:: TASK DETAILS ::
Using the piece about the Meadows Mall, explain why the writer calls the mall part of the family's history. Answer in one to three sentences.

:: SOURCE PASSAGE ::

+++

Malls are dead. Long live the Meadows Mall
When my daughters were young, we often visited the Meadows Mall. It was a preferred destination for school clothes, pictures with Santa and the Easter bunny, and small bags of carefully selected candies from the Sweet Factory. We dressed up for family portraits at JCPenney.
For me, it was all about Waldenbooks and B. Dalton, the rival bookstores, one on the top floor, one on the bottom, both now absent from the planet. This was before Las Vegas had any big Borders or Barnes & Noble megastores, much less an independent book shop like The Writer’s Block. The selection at those mall stores was limited, but you usually could walk out with something worth reading.
For these reasons and others, the Meadows Mall is woven into the fabric of our family’s history.
Conventional wisdom holds that the indoor shopping mall is dying, and that the pandemic dealt the final blow to this one-time juggernaut of retail commerce. But professional prognosticators love to paint portraits of impending ruin. They want you to envision piles of crumpled concrete and rusted steel, with flickering Foot Locker and Forever 21 signs jutting from the wreckage.
Reality tends to be more complicated. In fact, many malls are not dying, despite radical changes in the retail world. Rather, they are evolving, adapting to changing conditions. Malls may have lost a step amid competition from Amazon, Walmart and Target, but reports of their death are greatly exaggerated.

+++

:: MATERIAL SUPPLIED ::
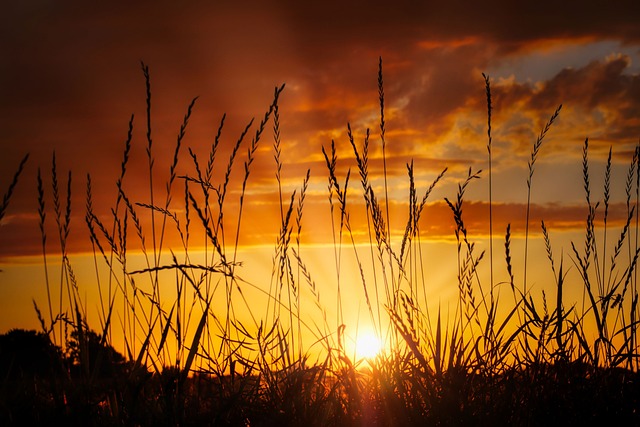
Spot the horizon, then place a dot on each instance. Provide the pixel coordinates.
(75, 96)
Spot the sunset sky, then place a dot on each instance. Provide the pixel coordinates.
(70, 79)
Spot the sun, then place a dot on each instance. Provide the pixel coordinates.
(367, 346)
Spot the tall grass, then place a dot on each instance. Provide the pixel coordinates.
(200, 349)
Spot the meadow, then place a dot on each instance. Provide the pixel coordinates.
(200, 344)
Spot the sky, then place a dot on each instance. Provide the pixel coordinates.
(71, 78)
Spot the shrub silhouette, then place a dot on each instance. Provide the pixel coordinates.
(27, 355)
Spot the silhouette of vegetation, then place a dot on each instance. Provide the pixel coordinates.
(198, 351)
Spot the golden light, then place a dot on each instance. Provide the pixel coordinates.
(367, 346)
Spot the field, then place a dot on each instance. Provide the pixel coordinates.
(200, 344)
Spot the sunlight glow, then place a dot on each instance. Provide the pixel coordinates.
(368, 346)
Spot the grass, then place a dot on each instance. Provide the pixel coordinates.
(199, 350)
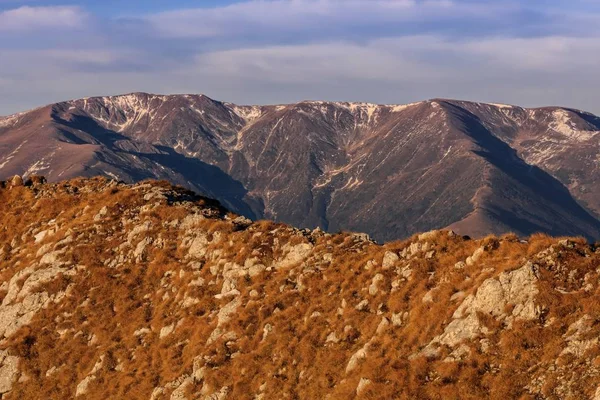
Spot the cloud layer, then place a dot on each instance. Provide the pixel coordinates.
(260, 51)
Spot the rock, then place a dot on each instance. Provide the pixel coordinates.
(389, 259)
(428, 298)
(362, 386)
(15, 181)
(101, 214)
(428, 235)
(293, 255)
(363, 305)
(9, 369)
(516, 288)
(475, 257)
(374, 287)
(166, 330)
(356, 358)
(332, 338)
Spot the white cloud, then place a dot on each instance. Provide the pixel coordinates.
(28, 18)
(309, 16)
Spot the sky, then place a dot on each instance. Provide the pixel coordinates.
(524, 52)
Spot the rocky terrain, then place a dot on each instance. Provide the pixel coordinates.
(149, 291)
(389, 170)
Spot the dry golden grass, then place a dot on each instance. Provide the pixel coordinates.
(106, 305)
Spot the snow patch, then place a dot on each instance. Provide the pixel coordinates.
(564, 125)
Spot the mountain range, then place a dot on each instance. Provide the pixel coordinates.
(388, 170)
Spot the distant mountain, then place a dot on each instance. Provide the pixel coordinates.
(389, 170)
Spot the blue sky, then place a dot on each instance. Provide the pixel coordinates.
(525, 52)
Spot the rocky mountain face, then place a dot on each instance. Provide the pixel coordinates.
(390, 171)
(149, 291)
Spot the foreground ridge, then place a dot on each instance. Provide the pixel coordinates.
(113, 290)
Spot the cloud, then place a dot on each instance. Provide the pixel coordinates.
(278, 51)
(28, 18)
(273, 18)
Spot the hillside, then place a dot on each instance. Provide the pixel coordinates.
(388, 170)
(149, 291)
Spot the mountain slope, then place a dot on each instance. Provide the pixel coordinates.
(386, 170)
(148, 291)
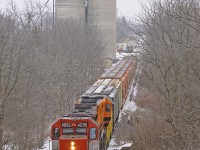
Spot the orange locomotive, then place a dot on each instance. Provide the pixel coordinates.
(90, 124)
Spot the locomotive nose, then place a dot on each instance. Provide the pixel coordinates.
(74, 143)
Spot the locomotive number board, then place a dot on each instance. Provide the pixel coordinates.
(69, 125)
(66, 125)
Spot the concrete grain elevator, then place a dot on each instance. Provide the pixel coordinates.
(100, 12)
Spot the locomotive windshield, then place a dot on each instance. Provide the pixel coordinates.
(68, 131)
(80, 131)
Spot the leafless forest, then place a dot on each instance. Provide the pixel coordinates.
(44, 65)
(168, 114)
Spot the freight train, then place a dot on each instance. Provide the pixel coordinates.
(90, 124)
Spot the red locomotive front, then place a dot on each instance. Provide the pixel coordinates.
(74, 133)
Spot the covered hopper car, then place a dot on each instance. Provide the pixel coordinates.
(90, 124)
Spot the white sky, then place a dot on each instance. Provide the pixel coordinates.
(125, 7)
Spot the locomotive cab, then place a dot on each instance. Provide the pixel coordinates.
(74, 133)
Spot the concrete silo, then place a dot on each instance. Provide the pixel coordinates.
(69, 8)
(103, 14)
(100, 12)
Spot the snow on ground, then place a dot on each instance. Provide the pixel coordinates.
(128, 109)
(47, 145)
(122, 128)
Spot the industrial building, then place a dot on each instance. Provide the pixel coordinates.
(100, 12)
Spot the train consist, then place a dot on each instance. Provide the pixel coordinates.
(90, 124)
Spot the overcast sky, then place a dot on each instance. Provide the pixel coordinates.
(125, 7)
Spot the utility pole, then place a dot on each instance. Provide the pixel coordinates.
(53, 11)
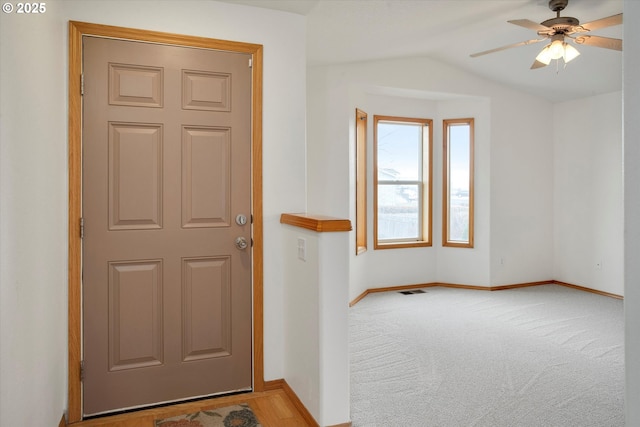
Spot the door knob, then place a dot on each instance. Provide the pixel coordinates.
(241, 243)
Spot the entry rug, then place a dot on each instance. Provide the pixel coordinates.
(228, 416)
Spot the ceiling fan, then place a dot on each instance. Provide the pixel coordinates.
(560, 29)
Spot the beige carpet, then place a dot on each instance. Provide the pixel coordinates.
(529, 357)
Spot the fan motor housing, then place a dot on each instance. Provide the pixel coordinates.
(561, 23)
(558, 5)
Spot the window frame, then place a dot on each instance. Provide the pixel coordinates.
(446, 241)
(425, 185)
(361, 181)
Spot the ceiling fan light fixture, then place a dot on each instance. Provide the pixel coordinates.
(556, 49)
(545, 55)
(570, 53)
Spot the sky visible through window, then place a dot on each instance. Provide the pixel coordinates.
(399, 151)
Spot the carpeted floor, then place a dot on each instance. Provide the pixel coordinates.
(529, 357)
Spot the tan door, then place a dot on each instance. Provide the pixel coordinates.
(166, 185)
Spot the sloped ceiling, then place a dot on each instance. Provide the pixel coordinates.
(451, 30)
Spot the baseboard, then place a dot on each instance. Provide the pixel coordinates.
(593, 291)
(479, 288)
(282, 384)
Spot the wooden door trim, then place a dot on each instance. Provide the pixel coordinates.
(76, 31)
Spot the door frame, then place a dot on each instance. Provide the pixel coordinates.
(76, 31)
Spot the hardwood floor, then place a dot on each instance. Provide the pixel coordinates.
(274, 408)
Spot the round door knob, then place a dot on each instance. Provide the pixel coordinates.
(241, 243)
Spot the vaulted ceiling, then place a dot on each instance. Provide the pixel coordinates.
(451, 30)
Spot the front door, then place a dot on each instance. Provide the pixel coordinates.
(166, 205)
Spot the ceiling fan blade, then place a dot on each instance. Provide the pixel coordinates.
(473, 55)
(600, 23)
(537, 64)
(598, 41)
(526, 23)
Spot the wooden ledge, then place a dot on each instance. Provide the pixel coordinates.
(319, 223)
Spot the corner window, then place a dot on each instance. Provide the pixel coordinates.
(402, 182)
(458, 183)
(361, 181)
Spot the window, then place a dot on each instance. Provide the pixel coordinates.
(402, 182)
(361, 181)
(457, 227)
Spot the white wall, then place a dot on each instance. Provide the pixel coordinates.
(513, 170)
(631, 90)
(316, 312)
(588, 206)
(33, 177)
(33, 220)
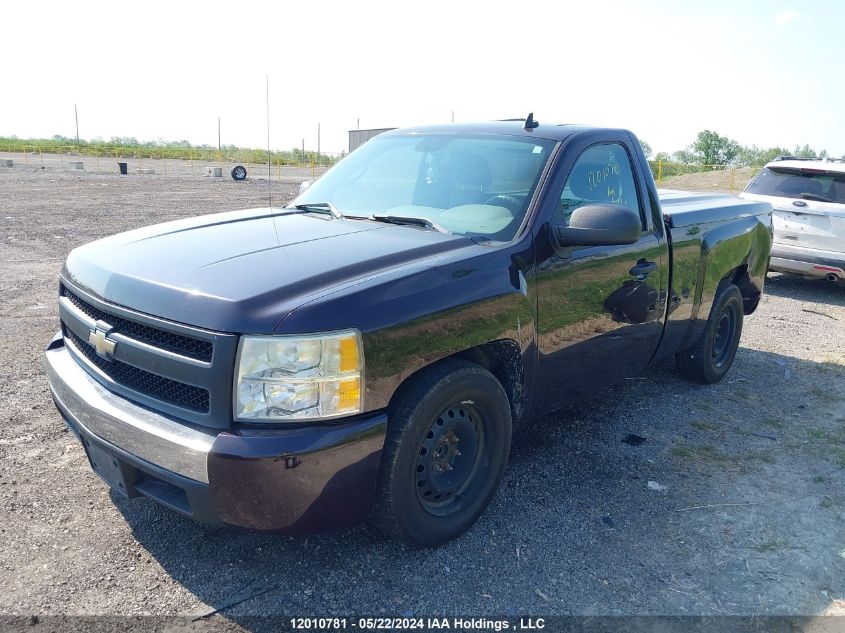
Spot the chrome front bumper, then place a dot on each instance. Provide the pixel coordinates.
(152, 437)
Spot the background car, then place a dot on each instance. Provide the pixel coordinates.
(808, 197)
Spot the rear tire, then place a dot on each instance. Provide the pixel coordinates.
(713, 354)
(446, 449)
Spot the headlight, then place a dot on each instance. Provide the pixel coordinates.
(281, 378)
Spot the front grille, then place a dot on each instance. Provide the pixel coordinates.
(176, 343)
(153, 385)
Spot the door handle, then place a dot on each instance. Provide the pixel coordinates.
(642, 269)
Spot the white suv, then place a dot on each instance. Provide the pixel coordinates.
(808, 197)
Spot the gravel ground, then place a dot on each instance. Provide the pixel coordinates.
(749, 522)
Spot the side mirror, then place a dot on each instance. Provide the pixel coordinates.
(600, 225)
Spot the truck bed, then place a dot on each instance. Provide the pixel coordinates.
(684, 208)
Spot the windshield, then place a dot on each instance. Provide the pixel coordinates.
(469, 185)
(822, 186)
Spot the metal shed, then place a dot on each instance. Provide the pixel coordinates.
(359, 137)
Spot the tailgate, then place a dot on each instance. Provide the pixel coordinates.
(811, 226)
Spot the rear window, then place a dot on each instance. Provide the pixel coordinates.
(823, 186)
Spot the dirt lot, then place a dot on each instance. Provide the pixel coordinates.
(750, 520)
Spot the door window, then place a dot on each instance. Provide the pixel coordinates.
(601, 174)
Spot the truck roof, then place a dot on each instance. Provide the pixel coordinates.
(548, 131)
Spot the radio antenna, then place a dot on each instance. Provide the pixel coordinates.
(269, 172)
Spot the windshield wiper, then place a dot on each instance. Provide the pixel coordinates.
(409, 219)
(320, 207)
(817, 198)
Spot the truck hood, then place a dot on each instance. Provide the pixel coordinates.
(244, 271)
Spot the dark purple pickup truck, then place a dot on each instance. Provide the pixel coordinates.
(363, 353)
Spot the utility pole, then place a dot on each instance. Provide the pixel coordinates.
(76, 116)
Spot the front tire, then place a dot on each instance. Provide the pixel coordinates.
(713, 354)
(446, 449)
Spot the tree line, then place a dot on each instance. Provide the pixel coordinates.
(710, 148)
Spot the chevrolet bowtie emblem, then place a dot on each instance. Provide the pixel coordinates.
(97, 338)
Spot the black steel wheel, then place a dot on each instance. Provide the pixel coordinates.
(449, 459)
(713, 354)
(446, 449)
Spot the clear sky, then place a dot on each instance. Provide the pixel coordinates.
(761, 72)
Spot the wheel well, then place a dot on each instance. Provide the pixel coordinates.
(740, 278)
(501, 358)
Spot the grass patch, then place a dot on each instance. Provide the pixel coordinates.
(775, 423)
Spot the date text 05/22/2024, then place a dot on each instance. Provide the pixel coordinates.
(415, 623)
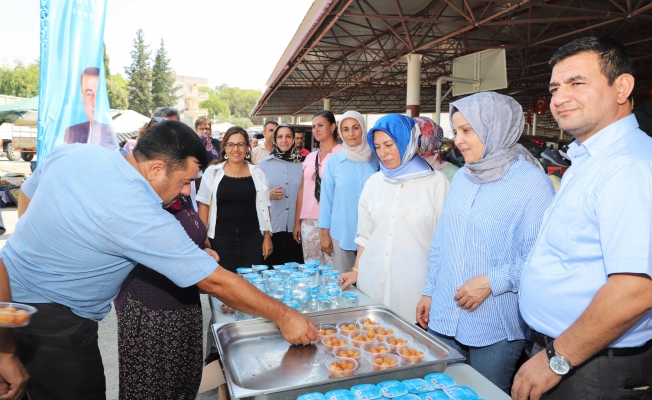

+++

:: EXERCISE OUTPUT ::
When the writer's daughters were young, the family often went to the Meadows Mall for school clothes, pictures with Santa and the Easter bunny, candy from the Sweet Factory, and dressed-up family portraits at JCPenney. For the writer, the rival bookstores Waldenbooks and B. Dalton were also a big draw, since Las Vegas had no large bookstores at the time.